***** SOURCE RECORDS *****
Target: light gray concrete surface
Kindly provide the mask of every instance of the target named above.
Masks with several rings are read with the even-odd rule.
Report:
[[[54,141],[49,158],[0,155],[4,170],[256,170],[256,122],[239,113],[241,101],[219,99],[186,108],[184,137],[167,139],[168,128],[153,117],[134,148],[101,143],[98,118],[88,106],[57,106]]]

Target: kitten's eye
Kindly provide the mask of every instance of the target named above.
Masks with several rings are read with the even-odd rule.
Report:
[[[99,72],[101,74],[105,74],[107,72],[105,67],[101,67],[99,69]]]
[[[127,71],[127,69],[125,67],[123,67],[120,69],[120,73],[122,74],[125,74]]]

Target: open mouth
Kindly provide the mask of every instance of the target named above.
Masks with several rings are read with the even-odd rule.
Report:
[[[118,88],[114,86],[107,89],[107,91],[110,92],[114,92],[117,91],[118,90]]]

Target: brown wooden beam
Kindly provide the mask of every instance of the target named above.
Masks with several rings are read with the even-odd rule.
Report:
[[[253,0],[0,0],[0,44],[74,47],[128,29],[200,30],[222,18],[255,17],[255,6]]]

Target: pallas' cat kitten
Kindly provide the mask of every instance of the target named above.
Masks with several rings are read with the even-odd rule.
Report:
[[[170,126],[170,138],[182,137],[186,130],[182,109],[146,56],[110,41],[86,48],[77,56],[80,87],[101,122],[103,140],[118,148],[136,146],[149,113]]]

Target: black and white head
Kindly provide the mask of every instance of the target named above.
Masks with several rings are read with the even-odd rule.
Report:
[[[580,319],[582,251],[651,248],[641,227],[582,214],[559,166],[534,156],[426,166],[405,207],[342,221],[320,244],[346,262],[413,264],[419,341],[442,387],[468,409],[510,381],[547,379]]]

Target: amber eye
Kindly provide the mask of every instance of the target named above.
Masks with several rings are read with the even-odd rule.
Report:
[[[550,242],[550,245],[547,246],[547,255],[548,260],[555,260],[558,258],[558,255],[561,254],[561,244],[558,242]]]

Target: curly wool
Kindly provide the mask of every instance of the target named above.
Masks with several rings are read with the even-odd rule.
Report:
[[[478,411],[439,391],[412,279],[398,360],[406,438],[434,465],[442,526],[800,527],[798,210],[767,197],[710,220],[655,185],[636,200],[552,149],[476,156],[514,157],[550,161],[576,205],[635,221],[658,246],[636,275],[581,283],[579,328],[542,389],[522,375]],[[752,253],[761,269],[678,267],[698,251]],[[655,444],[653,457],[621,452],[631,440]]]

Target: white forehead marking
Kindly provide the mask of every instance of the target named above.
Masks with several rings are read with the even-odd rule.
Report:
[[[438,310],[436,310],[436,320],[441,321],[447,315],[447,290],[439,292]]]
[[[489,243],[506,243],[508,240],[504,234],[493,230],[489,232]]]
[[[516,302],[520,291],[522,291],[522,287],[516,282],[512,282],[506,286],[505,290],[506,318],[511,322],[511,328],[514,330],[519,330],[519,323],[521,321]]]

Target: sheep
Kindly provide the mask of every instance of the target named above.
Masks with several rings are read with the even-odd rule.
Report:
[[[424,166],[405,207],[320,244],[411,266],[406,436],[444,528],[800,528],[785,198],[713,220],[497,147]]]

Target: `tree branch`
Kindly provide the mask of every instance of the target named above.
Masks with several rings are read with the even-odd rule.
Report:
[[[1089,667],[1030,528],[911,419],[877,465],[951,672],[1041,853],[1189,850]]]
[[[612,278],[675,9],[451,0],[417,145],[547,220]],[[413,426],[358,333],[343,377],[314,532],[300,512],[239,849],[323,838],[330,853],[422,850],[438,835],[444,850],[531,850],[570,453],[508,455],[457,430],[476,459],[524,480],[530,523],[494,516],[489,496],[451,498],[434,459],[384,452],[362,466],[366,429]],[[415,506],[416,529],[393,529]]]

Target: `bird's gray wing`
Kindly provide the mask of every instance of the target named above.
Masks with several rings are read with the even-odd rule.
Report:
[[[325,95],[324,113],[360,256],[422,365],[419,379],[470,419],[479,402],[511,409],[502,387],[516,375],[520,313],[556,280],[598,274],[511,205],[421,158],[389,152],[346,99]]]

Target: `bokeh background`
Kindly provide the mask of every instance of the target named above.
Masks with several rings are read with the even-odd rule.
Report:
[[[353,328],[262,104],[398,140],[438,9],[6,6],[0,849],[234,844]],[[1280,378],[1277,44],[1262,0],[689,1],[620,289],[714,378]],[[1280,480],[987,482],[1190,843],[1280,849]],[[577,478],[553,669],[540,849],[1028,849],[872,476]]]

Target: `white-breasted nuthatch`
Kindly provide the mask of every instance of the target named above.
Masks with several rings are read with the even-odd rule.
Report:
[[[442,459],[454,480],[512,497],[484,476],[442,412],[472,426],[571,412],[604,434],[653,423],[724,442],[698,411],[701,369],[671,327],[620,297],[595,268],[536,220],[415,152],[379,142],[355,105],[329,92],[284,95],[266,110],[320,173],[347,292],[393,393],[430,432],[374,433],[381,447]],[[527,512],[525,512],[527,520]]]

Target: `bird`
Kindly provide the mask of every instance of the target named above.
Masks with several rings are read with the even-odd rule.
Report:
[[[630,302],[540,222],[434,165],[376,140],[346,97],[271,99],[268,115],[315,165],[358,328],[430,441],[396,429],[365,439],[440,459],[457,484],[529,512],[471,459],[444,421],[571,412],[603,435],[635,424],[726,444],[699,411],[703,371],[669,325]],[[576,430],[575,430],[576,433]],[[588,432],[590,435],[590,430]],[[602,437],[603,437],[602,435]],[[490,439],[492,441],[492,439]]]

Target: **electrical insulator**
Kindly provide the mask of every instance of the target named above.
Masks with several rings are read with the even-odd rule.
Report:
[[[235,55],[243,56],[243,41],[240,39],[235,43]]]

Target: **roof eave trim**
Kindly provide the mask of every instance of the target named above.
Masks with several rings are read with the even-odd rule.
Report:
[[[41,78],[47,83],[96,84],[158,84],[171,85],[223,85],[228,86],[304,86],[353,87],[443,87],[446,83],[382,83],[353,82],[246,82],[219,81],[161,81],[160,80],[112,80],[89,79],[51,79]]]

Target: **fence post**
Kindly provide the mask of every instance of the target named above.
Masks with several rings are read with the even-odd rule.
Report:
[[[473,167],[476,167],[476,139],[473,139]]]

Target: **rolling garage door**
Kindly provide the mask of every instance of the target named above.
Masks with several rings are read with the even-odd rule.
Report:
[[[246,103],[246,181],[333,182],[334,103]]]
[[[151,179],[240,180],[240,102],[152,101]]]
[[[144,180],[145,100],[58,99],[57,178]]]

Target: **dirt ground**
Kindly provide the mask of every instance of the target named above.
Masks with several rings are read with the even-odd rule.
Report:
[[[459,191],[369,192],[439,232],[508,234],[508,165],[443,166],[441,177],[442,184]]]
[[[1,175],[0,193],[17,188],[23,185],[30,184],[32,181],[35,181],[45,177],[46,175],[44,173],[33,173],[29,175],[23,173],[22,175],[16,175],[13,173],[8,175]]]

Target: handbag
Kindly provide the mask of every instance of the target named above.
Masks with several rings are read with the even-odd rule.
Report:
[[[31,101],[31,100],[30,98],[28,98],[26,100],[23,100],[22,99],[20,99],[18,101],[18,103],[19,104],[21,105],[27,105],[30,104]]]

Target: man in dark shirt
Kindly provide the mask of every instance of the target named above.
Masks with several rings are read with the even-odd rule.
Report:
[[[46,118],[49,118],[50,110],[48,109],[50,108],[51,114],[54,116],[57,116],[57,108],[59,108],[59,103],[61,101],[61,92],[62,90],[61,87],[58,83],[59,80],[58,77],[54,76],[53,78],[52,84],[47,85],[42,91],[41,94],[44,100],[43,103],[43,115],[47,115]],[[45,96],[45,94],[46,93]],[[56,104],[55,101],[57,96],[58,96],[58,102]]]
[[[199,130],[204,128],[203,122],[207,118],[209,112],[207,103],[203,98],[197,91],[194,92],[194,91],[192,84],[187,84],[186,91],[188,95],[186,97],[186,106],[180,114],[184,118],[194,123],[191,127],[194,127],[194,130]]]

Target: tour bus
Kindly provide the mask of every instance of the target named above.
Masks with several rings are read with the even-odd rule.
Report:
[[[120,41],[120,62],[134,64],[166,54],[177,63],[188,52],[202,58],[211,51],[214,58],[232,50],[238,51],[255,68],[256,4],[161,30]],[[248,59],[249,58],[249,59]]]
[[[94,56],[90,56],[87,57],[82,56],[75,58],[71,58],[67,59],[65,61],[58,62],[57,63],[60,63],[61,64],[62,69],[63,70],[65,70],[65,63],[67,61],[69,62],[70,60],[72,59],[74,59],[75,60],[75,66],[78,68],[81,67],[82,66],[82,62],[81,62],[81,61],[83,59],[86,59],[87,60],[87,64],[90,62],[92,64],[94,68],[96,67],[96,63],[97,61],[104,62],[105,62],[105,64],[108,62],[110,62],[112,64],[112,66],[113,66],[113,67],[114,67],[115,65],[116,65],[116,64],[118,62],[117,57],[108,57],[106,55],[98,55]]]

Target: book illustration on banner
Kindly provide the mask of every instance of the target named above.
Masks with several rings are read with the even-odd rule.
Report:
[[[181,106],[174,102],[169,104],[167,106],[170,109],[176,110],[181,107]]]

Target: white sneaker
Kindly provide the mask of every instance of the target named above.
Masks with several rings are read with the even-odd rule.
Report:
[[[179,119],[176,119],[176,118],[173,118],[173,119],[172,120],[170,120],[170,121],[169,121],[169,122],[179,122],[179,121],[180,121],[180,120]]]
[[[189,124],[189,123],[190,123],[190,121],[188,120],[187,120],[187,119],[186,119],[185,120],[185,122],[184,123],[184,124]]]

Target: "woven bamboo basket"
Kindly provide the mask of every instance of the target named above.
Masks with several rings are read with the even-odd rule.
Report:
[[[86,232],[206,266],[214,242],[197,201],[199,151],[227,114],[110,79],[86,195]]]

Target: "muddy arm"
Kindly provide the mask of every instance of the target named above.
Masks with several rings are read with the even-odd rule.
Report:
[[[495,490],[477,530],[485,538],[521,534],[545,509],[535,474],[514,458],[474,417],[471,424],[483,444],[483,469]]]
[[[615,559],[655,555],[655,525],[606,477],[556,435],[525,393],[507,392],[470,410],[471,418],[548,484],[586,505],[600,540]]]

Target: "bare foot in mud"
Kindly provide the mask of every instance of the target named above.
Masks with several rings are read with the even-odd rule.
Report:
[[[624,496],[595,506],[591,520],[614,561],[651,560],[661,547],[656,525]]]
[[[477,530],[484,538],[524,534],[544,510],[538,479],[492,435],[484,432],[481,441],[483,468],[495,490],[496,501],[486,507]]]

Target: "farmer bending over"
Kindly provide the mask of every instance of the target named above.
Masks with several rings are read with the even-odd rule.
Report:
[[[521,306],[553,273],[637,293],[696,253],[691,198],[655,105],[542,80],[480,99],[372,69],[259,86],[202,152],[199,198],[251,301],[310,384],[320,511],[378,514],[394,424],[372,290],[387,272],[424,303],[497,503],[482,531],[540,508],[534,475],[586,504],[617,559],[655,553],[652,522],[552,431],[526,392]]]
*****
## PROBLEM DESCRIPTION
Can you write out, word for word, the lines of the records from the line with "Target: **electrical insulator**" up to and including the line with "[[[235,55],[243,56],[243,41],[240,39],[235,43]]]"?

## RESPONSE FOR THIS EXERCISE
Target: **electrical insulator**
Kindly provide the mask of every instance of the target named above.
Masks with several rings are read with the even-odd rule.
Report:
[[[235,55],[243,56],[243,41],[240,39],[235,43]]]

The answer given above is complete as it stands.